RECORDS TO PROCESS -
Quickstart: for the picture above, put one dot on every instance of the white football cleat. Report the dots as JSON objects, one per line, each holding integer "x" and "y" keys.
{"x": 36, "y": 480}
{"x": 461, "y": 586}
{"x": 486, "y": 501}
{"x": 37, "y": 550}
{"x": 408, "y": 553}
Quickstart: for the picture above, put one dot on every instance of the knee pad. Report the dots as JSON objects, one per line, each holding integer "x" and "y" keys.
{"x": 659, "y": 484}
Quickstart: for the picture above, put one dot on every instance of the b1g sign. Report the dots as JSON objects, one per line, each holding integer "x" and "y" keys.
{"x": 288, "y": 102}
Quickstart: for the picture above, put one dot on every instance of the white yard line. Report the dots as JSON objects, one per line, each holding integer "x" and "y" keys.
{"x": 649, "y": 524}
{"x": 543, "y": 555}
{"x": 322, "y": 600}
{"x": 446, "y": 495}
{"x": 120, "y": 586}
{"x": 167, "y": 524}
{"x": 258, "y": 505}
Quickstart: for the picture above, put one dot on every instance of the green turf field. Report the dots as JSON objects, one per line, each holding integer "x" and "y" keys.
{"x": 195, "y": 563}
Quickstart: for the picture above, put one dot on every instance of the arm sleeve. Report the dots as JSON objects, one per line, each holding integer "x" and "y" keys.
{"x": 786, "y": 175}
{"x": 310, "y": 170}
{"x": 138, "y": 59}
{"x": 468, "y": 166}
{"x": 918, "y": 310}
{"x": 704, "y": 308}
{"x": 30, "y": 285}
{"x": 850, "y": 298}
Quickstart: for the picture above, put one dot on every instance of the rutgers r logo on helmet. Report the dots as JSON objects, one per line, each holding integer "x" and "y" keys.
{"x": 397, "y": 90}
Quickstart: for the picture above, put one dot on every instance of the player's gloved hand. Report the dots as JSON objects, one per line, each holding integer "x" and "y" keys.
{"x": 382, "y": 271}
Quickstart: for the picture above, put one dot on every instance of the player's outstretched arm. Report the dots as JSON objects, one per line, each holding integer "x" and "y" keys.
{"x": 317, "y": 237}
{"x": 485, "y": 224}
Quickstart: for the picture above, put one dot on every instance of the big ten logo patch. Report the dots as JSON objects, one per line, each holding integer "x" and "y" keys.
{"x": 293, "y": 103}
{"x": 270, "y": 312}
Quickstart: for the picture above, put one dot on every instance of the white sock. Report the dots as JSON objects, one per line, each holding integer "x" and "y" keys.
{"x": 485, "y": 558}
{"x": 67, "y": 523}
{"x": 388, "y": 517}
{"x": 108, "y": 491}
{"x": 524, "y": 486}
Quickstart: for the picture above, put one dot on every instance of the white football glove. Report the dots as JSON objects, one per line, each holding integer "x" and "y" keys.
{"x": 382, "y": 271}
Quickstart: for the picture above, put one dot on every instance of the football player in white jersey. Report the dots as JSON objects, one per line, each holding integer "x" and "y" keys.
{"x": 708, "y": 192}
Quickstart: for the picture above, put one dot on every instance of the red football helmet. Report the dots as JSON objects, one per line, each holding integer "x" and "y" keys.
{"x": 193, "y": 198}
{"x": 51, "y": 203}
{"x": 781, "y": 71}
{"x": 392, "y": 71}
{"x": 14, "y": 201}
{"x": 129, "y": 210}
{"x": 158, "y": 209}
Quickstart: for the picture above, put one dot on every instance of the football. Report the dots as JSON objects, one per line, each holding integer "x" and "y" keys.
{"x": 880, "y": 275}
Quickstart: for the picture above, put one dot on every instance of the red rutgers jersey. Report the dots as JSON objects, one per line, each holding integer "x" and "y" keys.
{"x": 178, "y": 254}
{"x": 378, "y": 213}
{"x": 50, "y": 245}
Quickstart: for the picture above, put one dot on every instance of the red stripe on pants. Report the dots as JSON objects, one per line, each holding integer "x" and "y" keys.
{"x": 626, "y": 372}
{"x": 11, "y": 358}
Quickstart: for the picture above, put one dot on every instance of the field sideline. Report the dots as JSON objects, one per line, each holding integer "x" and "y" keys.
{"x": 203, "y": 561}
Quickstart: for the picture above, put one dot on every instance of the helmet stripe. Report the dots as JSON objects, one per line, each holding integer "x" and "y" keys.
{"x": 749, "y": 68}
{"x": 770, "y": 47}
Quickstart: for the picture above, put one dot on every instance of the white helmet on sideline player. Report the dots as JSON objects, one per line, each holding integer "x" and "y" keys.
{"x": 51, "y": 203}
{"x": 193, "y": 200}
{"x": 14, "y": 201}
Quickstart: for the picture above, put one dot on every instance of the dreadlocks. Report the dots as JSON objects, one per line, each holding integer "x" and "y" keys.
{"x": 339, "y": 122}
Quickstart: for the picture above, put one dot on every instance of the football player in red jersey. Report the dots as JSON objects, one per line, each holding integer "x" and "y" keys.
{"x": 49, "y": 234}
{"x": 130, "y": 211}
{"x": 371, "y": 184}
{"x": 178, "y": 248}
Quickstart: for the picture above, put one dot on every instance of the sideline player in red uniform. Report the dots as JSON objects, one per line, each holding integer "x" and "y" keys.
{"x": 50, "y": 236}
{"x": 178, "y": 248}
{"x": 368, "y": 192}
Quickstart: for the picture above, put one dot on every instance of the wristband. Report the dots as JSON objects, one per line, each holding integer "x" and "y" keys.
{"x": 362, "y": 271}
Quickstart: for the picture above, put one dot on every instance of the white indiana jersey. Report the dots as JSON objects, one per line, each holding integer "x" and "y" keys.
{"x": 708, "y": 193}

WHAT YOU HAVE TO DO - Retype the data above line for line, with no changes.

EXERCISE ANSWER -
Quickstart: for the picture above, put one dot on every instance of the white football cleat. Report the dots as JSON objects, one per line, each holding integer "x" and "y" keys.
{"x": 36, "y": 480}
{"x": 461, "y": 586}
{"x": 486, "y": 501}
{"x": 37, "y": 550}
{"x": 408, "y": 553}
Quickstart: for the picture above, put one dot on every instance of the knee pad. Report the dots as JSON objects, one per line, each holding integer "x" and "y" keys.
{"x": 659, "y": 484}
Quickstart: for the picture above, put one dot on every instance of the b1g sign. Report the dots as JSON objects, one per line, each holding integer "x" and "y" keys.
{"x": 288, "y": 102}
Quickstart: for the picture above, put one dot on every instance of the white yard line. Report the dots as JSON objects, one per line, each holding integer "x" and "y" keys.
{"x": 649, "y": 524}
{"x": 543, "y": 555}
{"x": 322, "y": 600}
{"x": 446, "y": 495}
{"x": 120, "y": 586}
{"x": 167, "y": 524}
{"x": 258, "y": 505}
Quickstart: for the picture above, put one dot on every instance of the green turf field. Report the dots as JSON objects, one per line, each holding integer "x" and "y" keys.
{"x": 195, "y": 563}
Quickstart: for the picture above, put one dot on every instance of the arm sleeve. Report the dots as JSON objects, one per line, each holding integer "x" and "y" keys.
{"x": 786, "y": 175}
{"x": 310, "y": 170}
{"x": 138, "y": 59}
{"x": 468, "y": 166}
{"x": 918, "y": 310}
{"x": 704, "y": 308}
{"x": 30, "y": 285}
{"x": 850, "y": 298}
Quickstart: for the picture above, put one dot on every instance of the rutgers r logo on helmet. Report the dots as JSON objects, one per line, each holding integer "x" and "y" keys.
{"x": 397, "y": 90}
Quickstart: for the picture above, put one dot on every instance of the player's gloved hand. Report the dots as JSON objects, one per line, each holding integer "x" and "y" keys.
{"x": 382, "y": 271}
Quickstart: for the picture above, put one dot on every instance of the player's outstretched arm. Report the dots as JSON objects, one per line, each holding integer "x" and "y" keys.
{"x": 317, "y": 237}
{"x": 485, "y": 224}
Quickstart: for the picture above, put one dot on every instance of the big ten logo patch. Report the dots as JSON objects, one per line, each holding integer "x" and "y" keys.
{"x": 293, "y": 103}
{"x": 270, "y": 312}
Quickstart: for the picture above, put one dot on every instance of the white sock. Report the dots as JSON objects, one per line, each holding integer "x" and "y" keys.
{"x": 485, "y": 558}
{"x": 67, "y": 523}
{"x": 388, "y": 517}
{"x": 108, "y": 491}
{"x": 524, "y": 486}
Quickstart: for the picture above, put one dot on every instance of the white football glove. Report the dots as JSON objects, one per line, each holding integer "x" and "y" keys.
{"x": 382, "y": 271}
Quickstart: for the picture above, put one dot on every instance of the football player in white jersey. Report the dots as JSON objects, one per line, each holding integer "x" and "y" keys.
{"x": 708, "y": 192}
Quickstart: for the picture above, put one dot on every instance of the red football helmet. Report the dots as JSON objects, one per line, each holding integer "x" and "y" keys.
{"x": 193, "y": 198}
{"x": 51, "y": 203}
{"x": 781, "y": 71}
{"x": 392, "y": 71}
{"x": 14, "y": 201}
{"x": 129, "y": 210}
{"x": 158, "y": 209}
Quickstart: for the picture above, put one dot on every instance of the football. Report the dots as JSON objects, one per line, each holding integer "x" and "y" keys.
{"x": 880, "y": 275}
Quickstart: for the picture above, put one dot on every instance of the red rutgers jersey. Report the dots as JSON objects, one per line, each holding integer "x" and "y" keys.
{"x": 178, "y": 254}
{"x": 378, "y": 213}
{"x": 50, "y": 245}
Quickstart: for the picture above, put one dot on every instance of the red stripe on pants. Report the dots as JSON objects, one per line, each holding integer "x" and "y" keys.
{"x": 626, "y": 372}
{"x": 11, "y": 358}
Quickstart: for the picture above, put one dot on every instance of the field sideline. Report the dots as JSON objects, one per line, each holding integer "x" and "y" keys.
{"x": 203, "y": 561}
Quickstart: for the picture above, put one dot on every instance of the helmet stripe. Report the dots as JSON objects, one per line, each holding integer "x" and "y" keys.
{"x": 749, "y": 68}
{"x": 770, "y": 47}
Quickstart: for the picture above, put one dot on every instance of the white helmet on sideline player. Report the dots as JSON objects, one per line, each holding integer "x" and "y" keys.
{"x": 51, "y": 203}
{"x": 193, "y": 200}
{"x": 14, "y": 201}
Quickstart: for the picture above, put one dot on every instance of the dreadlocks. Report the dots as JSON objects, one per line, each holding integer "x" and "y" keys.
{"x": 339, "y": 122}
Quickstart: for the picture above, put one dot on every instance of the football player in red jersey. Report the dots as JSON objects, one per line, each holding integer "x" and "y" keys.
{"x": 49, "y": 234}
{"x": 130, "y": 211}
{"x": 371, "y": 184}
{"x": 178, "y": 248}
Quickstart: for the picture above, put one dot on every instance of the sideline player in red uniform. Report the dots as JSON objects, one per line, each holding integer "x" and "y" keys.
{"x": 50, "y": 236}
{"x": 178, "y": 248}
{"x": 368, "y": 192}
Quickstart: for the picture above, put one dot on every instance of the wristband. Report the dots as JSON objects, one per line, each holding integer "x" and "y" keys.
{"x": 362, "y": 271}
Quickstart: for the picture above, put one dot on every instance of the white indiana jersey. Report the dots as JSON objects, one per line, each holding integer "x" and "y" keys.
{"x": 708, "y": 193}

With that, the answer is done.